* [Objectif de l'exercice]: Citez intégralement le passage sur le lease et le trust, sans en modifier un seul mot.

* [Texte source]:
'''
Au surplus, et c’est là
toute l’originalité du contrat, le trust n’effectue contrairement à ce que
l’on peut penser aucune dépense.
En effet, le placement de la
somme qu’il confie à l’organisme de droit public se fait dans une banque
filiale du trust. Il donne donc d’une main ce qu’il reprend immédiatement de
l’autre.
On peut donc analyser cette
opération comme un mouvement fictif de capitaux.
[cr1]□
Avantages pour les parties
-
Pour le trust
Il se voit autoriser par le
droit fiscal américain, au titre de son droit de propriété économique, à
amortir le bien dans ses comptes et bénéficie ainsi d’un crédit d’impôts
considérable.
On peut donc analyser le lease
comme une sorte de crédit à taux zéro accordé par le Trésor américain.
Il faut préciser qu’il ne s’agit pas d’un cadeau de la part de l’administration
fiscale américaine. En effet, les opérations réalisées auprès des opérateurs
publics français ont un impact direct sur la balance du commerce extérieur des
Etats Unis. Ainsi, en 1995, la masse globale du lease portait sur plus de
2,5 milliards de dollars.
-
Pour l’organisme de droit
public
Il perçoit une rémunération
équivalente à environ 7% de la valeur de l’actif à la conclusion du contrat.
L’intérêt est double :
-
il n’a pas dépensé un centime,
et il pourra réinjecté ladite rémunération dans le financement d’autres
équipements.
'''
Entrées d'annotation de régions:
'''
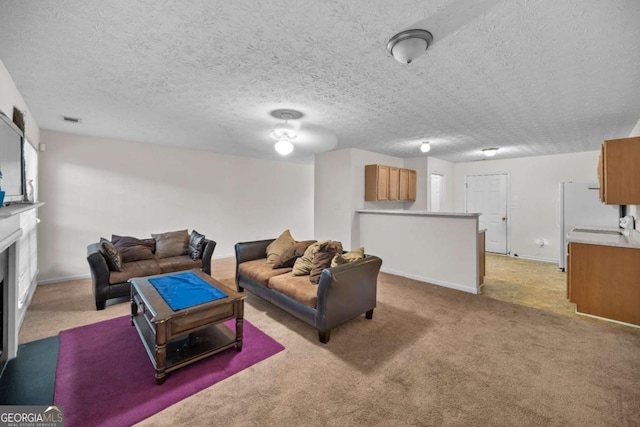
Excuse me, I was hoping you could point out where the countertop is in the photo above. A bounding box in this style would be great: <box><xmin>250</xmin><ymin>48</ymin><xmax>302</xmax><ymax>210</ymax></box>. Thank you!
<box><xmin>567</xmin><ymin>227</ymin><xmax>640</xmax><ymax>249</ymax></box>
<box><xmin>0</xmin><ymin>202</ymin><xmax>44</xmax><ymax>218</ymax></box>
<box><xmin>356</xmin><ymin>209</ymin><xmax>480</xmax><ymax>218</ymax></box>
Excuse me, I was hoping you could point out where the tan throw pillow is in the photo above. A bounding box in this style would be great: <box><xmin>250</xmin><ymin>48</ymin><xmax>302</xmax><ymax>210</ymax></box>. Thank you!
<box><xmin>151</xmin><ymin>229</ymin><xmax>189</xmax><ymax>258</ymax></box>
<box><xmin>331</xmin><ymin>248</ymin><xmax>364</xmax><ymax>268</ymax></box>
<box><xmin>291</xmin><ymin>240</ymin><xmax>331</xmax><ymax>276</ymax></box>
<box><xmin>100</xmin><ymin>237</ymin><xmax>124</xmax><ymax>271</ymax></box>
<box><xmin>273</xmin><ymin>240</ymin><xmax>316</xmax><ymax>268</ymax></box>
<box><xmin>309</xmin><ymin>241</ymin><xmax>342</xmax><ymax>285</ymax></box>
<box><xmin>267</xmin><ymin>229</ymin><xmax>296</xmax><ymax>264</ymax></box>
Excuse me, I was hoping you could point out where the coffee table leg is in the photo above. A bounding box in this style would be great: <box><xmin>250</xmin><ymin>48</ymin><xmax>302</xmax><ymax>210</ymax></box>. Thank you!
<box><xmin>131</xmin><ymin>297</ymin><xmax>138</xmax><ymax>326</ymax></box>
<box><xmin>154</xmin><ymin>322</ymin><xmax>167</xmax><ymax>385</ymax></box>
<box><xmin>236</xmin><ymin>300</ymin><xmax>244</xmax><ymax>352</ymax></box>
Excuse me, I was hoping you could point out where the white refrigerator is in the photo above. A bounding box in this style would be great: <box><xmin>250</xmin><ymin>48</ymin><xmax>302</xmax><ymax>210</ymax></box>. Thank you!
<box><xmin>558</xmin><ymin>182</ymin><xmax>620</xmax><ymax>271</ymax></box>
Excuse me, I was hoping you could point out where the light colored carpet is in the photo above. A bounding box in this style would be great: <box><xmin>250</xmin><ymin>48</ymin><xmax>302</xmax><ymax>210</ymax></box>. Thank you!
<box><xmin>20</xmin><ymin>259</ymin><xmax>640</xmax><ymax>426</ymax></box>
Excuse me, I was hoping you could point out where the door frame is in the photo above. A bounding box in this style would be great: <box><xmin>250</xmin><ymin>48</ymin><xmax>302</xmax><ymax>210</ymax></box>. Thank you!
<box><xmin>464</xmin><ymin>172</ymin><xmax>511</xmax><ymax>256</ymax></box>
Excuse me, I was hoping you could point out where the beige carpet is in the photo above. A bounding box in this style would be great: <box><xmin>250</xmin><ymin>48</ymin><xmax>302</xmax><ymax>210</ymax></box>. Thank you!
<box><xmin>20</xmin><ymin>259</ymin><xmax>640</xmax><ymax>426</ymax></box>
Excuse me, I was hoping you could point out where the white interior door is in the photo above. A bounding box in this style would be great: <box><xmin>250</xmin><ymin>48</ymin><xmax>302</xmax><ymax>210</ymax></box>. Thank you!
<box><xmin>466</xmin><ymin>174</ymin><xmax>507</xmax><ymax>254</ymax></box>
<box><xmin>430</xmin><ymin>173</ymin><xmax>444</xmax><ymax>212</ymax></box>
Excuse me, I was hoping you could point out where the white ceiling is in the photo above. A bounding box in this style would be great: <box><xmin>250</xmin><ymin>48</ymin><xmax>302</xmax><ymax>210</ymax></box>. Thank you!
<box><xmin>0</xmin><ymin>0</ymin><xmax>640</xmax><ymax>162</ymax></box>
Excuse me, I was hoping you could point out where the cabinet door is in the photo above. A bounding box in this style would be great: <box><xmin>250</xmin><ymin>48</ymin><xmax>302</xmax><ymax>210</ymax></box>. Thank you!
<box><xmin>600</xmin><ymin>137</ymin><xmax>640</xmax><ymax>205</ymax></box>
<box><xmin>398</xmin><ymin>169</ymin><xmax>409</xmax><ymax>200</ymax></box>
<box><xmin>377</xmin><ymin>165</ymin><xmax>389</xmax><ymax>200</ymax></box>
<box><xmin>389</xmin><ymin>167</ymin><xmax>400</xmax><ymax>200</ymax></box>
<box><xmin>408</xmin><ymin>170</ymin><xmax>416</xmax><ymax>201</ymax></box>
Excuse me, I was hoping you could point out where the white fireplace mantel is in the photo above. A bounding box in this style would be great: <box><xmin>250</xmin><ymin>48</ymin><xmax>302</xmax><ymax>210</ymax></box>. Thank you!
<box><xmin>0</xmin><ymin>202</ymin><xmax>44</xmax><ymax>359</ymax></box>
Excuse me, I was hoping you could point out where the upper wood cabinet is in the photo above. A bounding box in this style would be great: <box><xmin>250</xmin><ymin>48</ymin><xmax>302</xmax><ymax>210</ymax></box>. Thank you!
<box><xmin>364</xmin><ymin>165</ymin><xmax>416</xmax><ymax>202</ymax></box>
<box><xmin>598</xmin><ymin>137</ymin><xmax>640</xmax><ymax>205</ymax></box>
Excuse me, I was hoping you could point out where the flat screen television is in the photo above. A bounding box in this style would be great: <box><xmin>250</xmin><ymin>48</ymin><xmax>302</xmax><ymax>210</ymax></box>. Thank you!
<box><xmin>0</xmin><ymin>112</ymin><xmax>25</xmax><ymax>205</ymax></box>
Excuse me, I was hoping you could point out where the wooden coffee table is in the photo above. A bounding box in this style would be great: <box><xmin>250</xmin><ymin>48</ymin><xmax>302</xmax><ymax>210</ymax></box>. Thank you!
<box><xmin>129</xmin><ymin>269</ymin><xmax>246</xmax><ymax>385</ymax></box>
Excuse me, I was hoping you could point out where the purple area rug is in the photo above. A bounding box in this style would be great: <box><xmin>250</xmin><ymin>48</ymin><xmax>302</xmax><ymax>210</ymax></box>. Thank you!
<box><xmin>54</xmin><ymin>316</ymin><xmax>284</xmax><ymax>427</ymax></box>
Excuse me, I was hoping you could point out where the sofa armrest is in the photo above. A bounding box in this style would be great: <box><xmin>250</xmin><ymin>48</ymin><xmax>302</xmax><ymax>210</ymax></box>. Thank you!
'''
* [Corrigé]:
Au surplus, et c’est là
toute l’originalité du contrat, le trust n’effectue contrairement à ce que
l’on peut penser aucune dépense.
En effet, le placement de la
somme qu’il confie à l’organisme de droit public se fait dans une banque
filiale du trust. Il donne donc d’une main ce qu’il reprend immédiatement de
l’autre.
On peut donc analyser cette
opération comme un mouvement fictif de capitaux.
[cr1]□
Avantages pour les parties
-
Pour le trust
Il se voit autoriser par le
droit fiscal américain, au titre de son droit de propriété économique, à
amortir le bien dans ses comptes et bénéficie ainsi d’un crédit d’impôts
considérable.
On peut donc analyser le lease
comme une sorte de crédit à taux zéro accordé par le Trésor américain.
Il faut préciser qu’il ne s’agit pas d’un cadeau de la part de l’administration
fiscale américaine. En effet, les opérations réalisées auprès des opérateurs
publics français ont un impact direct sur la balance du commerce extérieur des
Etats Unis. Ainsi, en 1995, la masse globale du lease portait sur plus de
2,5 milliards de dollars.
-
Pour l’organisme de droit
public
Il perçoit une rémunération
équivalente à environ 7% de la valeur de l’actif à la conclusion du contrat.
L’intérêt est double :
-
il n’a pas dépensé un centime,
et il pourra réinjecté ladite rémunération dans le financement d’autres
équipements.